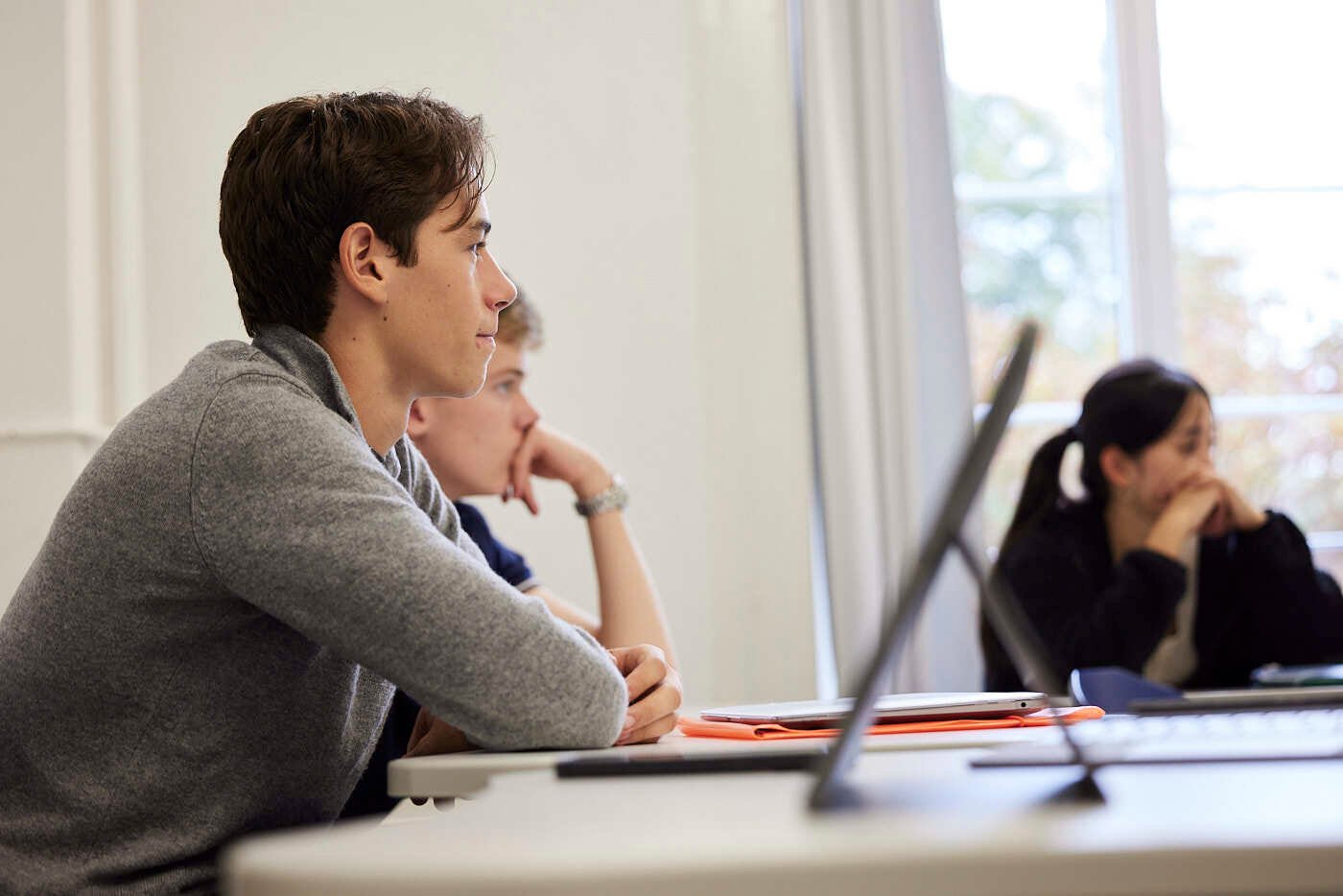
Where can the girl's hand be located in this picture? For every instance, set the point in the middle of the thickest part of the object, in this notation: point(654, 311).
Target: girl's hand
point(1192, 507)
point(554, 456)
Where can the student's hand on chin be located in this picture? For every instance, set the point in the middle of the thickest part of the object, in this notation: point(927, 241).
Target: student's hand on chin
point(554, 456)
point(432, 735)
point(654, 692)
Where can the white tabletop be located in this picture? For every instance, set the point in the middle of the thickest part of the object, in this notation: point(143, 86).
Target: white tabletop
point(466, 774)
point(1175, 829)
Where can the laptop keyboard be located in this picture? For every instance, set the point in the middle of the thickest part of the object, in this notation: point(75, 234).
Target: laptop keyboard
point(1214, 737)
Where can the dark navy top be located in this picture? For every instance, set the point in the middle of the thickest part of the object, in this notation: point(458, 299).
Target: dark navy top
point(369, 795)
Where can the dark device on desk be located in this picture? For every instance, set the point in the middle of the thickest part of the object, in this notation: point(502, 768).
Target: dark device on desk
point(1024, 648)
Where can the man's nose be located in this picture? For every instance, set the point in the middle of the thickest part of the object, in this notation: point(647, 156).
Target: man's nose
point(501, 292)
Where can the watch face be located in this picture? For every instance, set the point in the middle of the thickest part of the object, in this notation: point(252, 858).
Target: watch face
point(614, 497)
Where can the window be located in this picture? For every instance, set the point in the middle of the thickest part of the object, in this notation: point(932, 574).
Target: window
point(1065, 197)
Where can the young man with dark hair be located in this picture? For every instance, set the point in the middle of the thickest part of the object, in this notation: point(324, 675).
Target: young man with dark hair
point(207, 641)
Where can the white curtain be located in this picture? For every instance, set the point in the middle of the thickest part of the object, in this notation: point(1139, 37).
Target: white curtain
point(889, 365)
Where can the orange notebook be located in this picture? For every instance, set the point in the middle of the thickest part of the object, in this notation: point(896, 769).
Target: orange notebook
point(738, 731)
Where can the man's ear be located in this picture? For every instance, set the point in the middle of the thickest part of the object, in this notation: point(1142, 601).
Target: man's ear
point(418, 420)
point(1117, 466)
point(363, 261)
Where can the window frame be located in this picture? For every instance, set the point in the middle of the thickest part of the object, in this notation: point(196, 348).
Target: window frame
point(1148, 315)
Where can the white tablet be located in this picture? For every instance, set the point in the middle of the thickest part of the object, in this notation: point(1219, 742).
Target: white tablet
point(896, 707)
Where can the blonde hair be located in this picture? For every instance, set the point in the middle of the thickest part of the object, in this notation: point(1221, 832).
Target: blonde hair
point(520, 322)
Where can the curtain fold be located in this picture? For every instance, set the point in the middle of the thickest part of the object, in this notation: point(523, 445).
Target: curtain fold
point(886, 321)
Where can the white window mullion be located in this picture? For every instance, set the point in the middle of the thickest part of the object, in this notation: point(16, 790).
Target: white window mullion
point(1145, 255)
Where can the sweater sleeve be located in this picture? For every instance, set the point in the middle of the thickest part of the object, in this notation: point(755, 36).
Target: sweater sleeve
point(1084, 621)
point(1295, 610)
point(295, 515)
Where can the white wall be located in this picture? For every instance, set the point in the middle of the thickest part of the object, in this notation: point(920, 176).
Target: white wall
point(645, 195)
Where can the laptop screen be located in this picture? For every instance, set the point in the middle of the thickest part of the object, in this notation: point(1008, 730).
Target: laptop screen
point(944, 533)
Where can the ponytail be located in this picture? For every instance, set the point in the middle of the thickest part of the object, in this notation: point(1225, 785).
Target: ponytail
point(1041, 490)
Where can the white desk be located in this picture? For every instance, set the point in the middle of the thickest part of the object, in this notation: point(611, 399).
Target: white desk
point(1177, 829)
point(467, 774)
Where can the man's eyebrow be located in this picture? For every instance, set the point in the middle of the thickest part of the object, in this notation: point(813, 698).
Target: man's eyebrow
point(481, 224)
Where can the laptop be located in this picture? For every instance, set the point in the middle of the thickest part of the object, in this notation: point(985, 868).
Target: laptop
point(889, 710)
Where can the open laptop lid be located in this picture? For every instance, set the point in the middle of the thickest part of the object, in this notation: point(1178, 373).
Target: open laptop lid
point(913, 590)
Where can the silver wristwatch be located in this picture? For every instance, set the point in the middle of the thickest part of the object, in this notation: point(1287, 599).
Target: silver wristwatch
point(613, 497)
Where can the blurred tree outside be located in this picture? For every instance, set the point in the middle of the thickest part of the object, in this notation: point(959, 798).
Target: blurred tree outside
point(1031, 250)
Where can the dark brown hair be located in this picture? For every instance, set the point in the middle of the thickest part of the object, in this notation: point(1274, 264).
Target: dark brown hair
point(304, 170)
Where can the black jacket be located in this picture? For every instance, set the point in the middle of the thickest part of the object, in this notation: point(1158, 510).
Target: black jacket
point(1260, 600)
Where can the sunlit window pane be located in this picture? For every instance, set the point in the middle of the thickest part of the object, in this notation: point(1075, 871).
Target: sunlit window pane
point(1261, 291)
point(1251, 90)
point(1034, 177)
point(1050, 261)
point(1293, 463)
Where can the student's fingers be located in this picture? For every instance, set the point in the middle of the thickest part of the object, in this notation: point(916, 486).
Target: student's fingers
point(520, 470)
point(648, 732)
point(439, 738)
point(654, 715)
point(422, 724)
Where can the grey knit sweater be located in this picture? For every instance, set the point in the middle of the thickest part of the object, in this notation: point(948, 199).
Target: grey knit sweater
point(204, 645)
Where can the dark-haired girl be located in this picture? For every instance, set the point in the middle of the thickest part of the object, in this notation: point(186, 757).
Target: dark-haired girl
point(1164, 567)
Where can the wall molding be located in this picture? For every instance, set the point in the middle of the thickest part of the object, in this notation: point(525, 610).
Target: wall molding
point(89, 434)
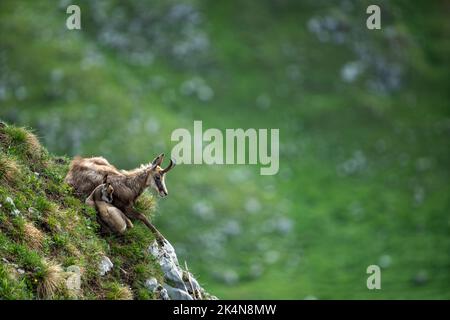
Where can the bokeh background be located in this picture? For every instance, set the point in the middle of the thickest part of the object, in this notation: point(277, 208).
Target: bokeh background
point(363, 116)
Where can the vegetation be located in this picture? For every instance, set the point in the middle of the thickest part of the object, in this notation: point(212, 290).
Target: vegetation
point(44, 229)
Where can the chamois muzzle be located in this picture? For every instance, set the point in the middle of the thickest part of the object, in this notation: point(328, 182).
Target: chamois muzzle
point(170, 167)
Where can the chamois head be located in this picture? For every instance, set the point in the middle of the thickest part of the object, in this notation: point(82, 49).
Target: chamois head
point(157, 174)
point(107, 190)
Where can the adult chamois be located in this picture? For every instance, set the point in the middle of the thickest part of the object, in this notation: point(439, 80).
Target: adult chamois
point(85, 174)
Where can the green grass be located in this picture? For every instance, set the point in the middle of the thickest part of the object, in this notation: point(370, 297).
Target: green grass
point(45, 229)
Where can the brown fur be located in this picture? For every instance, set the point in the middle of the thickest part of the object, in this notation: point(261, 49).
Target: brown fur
point(85, 174)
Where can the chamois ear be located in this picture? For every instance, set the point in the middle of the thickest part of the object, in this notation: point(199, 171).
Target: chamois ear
point(158, 160)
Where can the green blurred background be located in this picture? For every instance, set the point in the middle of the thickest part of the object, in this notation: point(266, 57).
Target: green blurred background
point(363, 116)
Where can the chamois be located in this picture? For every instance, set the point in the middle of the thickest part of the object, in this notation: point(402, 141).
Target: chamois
point(111, 218)
point(85, 174)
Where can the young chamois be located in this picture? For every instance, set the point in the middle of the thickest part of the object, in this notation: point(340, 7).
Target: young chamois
point(111, 218)
point(85, 174)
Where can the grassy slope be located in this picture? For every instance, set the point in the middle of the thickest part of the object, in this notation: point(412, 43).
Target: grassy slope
point(54, 230)
point(343, 223)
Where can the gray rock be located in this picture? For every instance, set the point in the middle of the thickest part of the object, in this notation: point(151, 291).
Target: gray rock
point(163, 294)
point(105, 265)
point(151, 284)
point(177, 294)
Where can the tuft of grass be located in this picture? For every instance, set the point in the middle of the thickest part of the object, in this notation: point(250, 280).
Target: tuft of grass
point(53, 228)
point(11, 286)
point(116, 291)
point(9, 170)
point(146, 203)
point(24, 144)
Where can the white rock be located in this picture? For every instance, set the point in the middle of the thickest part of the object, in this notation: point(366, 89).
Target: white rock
point(177, 294)
point(105, 265)
point(163, 294)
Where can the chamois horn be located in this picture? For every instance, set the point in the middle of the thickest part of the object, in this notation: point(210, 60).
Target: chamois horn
point(171, 165)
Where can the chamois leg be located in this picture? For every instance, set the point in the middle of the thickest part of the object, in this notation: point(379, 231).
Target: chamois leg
point(130, 212)
point(127, 221)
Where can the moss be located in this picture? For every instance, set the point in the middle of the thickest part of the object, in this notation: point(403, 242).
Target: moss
point(53, 229)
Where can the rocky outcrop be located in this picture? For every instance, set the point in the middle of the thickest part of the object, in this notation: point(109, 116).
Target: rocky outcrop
point(179, 284)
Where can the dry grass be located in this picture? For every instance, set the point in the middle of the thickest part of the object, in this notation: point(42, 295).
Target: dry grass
point(33, 236)
point(146, 203)
point(51, 282)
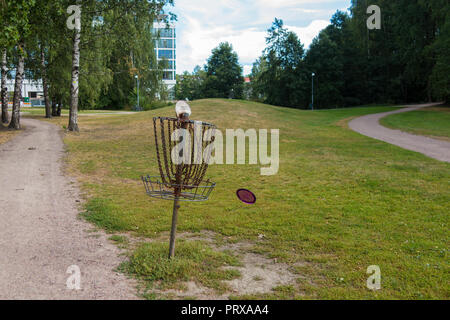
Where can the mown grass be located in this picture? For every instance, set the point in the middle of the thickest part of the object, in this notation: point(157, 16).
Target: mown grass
point(340, 202)
point(428, 121)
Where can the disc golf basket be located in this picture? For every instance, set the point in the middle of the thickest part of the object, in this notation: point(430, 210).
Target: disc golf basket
point(185, 180)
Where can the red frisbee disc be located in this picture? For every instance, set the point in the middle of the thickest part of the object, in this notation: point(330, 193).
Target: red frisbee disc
point(246, 196)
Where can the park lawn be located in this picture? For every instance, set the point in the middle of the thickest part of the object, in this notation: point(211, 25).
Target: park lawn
point(340, 203)
point(433, 122)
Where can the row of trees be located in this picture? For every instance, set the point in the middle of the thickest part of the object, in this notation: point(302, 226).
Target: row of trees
point(86, 52)
point(221, 77)
point(408, 60)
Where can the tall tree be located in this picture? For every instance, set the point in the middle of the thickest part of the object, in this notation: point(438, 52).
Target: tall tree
point(223, 73)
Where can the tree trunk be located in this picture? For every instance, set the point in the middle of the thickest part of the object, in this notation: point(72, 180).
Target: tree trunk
point(44, 84)
point(73, 113)
point(4, 89)
point(15, 119)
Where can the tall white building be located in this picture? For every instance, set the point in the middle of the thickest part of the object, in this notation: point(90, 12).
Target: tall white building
point(166, 48)
point(32, 91)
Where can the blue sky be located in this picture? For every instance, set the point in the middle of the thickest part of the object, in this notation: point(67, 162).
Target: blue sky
point(203, 24)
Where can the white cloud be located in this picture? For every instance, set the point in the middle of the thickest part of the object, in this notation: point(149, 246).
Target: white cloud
point(203, 24)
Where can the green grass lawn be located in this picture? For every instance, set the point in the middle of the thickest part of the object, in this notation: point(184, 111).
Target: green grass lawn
point(428, 121)
point(340, 203)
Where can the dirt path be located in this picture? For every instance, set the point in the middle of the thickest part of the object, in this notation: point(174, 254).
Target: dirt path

» **INSTRUCTIONS FOR THE TASK**
Pick out all lines from the data above in which the word "dirt" appears.

» **ANSWER TO THIS TASK**
Where can the dirt path be located in this picture? For every instance, set the point in the middle of the thickest part of the object, in this notation: point(174, 254).
Target: dirt path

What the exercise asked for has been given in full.